- **Exercise goal**
Set down exactly, and only, the lines from the one with "of the sliced" to the final line of the entries, both included.

- **Record set**
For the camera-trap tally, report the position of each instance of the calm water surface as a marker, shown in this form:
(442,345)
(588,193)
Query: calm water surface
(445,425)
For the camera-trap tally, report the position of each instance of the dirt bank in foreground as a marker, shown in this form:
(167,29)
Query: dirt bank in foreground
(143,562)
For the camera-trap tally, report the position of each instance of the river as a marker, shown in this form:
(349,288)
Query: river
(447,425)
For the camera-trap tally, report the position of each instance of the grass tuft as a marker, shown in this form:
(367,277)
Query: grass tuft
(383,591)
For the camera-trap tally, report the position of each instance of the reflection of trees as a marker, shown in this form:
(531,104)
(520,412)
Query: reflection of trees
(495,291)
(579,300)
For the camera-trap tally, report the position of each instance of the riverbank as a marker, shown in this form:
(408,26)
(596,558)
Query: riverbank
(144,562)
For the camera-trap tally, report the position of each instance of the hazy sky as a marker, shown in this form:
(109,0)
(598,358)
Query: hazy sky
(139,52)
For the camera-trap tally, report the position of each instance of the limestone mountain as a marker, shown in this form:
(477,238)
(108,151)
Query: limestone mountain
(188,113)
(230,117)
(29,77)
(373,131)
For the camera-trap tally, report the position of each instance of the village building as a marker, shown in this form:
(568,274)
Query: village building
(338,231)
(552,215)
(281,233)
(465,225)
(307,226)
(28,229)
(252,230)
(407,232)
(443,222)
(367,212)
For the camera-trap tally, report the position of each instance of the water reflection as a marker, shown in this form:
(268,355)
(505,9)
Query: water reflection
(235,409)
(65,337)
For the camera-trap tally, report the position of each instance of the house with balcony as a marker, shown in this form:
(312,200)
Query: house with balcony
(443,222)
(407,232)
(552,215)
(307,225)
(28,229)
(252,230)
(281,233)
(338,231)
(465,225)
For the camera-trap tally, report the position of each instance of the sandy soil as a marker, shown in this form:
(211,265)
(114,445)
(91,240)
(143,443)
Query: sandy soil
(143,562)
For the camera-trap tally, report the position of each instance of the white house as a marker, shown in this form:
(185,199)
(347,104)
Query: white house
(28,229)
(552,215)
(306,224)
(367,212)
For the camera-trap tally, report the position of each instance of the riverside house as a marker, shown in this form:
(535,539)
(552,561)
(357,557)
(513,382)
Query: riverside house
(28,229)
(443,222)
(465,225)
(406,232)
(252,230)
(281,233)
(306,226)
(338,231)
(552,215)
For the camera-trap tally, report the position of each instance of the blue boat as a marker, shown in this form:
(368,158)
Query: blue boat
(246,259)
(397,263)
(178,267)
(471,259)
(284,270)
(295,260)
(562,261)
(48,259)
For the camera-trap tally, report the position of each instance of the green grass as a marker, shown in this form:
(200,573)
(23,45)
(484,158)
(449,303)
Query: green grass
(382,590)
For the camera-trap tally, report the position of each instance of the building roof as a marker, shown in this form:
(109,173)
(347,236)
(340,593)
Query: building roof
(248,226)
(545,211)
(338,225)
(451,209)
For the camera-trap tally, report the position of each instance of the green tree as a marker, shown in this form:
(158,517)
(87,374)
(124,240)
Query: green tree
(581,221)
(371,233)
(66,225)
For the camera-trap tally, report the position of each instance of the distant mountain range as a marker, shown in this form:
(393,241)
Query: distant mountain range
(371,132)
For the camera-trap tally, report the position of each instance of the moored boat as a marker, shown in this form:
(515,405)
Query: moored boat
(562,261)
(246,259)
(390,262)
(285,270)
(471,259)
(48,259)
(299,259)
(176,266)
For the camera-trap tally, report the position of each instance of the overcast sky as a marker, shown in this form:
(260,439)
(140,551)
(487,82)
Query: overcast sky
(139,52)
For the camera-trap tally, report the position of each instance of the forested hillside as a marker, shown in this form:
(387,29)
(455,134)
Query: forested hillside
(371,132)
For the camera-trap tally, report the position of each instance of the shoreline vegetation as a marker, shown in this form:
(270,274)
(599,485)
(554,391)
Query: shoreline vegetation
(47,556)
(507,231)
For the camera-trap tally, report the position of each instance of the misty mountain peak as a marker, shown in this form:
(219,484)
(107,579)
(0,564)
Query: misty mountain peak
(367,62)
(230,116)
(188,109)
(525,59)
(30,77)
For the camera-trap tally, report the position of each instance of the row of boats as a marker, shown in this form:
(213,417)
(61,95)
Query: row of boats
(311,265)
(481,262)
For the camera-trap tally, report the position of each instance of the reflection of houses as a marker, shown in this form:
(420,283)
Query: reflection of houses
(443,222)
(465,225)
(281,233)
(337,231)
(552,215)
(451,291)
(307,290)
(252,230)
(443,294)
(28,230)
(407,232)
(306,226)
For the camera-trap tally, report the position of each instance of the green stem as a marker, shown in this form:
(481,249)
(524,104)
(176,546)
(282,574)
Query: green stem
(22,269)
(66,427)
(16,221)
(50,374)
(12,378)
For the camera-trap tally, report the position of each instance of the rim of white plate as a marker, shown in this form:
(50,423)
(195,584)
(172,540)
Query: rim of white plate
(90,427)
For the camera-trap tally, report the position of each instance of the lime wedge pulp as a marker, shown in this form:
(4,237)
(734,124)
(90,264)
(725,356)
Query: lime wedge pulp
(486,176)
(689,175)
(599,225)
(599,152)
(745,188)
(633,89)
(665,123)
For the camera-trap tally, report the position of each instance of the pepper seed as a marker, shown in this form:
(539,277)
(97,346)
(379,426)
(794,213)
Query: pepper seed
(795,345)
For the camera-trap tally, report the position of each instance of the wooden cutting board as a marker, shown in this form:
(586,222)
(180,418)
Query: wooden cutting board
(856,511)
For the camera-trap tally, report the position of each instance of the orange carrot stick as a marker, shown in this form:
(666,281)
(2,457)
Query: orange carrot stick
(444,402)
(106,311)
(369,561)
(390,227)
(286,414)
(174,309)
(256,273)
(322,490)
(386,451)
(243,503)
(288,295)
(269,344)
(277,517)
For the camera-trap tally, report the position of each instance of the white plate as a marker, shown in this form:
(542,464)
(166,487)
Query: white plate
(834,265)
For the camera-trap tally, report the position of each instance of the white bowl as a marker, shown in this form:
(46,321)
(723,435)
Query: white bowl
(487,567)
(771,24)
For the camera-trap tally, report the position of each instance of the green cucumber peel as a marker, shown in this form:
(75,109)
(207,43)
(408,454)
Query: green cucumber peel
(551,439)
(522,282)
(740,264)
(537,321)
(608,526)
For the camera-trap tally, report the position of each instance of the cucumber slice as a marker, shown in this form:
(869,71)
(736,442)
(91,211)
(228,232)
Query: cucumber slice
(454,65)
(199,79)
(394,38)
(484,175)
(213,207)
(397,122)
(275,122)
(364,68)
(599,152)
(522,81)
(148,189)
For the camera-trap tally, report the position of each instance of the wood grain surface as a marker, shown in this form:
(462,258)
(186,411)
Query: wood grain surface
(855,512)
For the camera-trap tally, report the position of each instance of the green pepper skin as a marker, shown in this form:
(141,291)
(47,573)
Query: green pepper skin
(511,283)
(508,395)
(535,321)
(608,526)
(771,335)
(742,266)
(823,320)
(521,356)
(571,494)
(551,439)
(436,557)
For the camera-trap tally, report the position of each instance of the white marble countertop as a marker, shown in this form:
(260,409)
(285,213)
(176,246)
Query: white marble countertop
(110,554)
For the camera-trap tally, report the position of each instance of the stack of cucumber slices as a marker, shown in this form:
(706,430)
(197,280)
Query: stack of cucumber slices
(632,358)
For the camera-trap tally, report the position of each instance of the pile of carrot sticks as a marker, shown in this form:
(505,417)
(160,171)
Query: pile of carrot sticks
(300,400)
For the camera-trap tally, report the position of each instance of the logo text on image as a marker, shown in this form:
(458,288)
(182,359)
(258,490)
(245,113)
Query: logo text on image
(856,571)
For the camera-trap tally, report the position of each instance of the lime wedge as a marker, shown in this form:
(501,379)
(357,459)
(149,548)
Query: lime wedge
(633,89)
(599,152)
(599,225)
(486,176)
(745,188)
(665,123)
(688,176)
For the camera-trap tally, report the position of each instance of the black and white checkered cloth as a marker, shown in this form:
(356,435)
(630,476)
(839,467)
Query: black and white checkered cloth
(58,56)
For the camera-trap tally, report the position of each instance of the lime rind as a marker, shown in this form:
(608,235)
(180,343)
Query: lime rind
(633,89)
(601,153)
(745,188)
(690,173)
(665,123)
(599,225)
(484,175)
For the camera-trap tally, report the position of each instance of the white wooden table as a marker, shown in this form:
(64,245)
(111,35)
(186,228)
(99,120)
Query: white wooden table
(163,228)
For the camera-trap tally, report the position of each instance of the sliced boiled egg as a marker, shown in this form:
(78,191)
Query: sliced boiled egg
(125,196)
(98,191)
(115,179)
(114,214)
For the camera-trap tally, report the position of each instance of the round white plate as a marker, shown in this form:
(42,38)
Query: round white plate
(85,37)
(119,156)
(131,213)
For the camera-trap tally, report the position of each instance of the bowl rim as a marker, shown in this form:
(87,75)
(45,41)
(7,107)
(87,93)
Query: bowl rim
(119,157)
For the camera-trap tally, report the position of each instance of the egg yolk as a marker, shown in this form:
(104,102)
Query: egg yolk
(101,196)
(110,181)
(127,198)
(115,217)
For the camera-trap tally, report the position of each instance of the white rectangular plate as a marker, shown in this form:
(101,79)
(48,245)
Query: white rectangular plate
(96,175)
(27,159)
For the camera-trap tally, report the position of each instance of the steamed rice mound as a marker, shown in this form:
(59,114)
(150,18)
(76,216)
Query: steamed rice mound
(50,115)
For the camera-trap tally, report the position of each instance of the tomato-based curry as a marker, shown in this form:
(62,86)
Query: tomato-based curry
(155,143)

- **Final result**
For the camera-trap tally, report the position of each instance of the sliced boiled egg as a marker, shown in this form:
(78,191)
Query: sliced boiled egg
(125,196)
(98,191)
(115,179)
(114,214)
For the camera-trap tally, report the position of each instance of the round white plate as a marker, shown in this form:
(42,38)
Query: round white plate
(85,37)
(119,156)
(131,213)
For the camera-trap tally, report the position of each instance of the bowl rim as a marker, shown in this form:
(87,75)
(45,41)
(7,107)
(87,93)
Query: bowl rim
(119,157)
For the camera-trap tally, report the position of each instance of the egg yolk as a marker, shown in this form:
(104,102)
Query: egg yolk
(101,196)
(110,181)
(127,198)
(115,217)
For the camera-trap tally, report the position of each instance of the white rectangular plate as a marker, shown in this form:
(101,79)
(48,245)
Query: white rectangular plate
(96,175)
(27,159)
For the camera-trap tally, report the position of each instance of the steamed rice mound as a marker, shown in this form:
(59,114)
(150,18)
(76,216)
Query: steamed rice mound
(50,115)
For the camera-trap tally, report the position of each instance of the tomato-based curry as a marker, shown in this form:
(62,86)
Query: tomato-based curry
(155,143)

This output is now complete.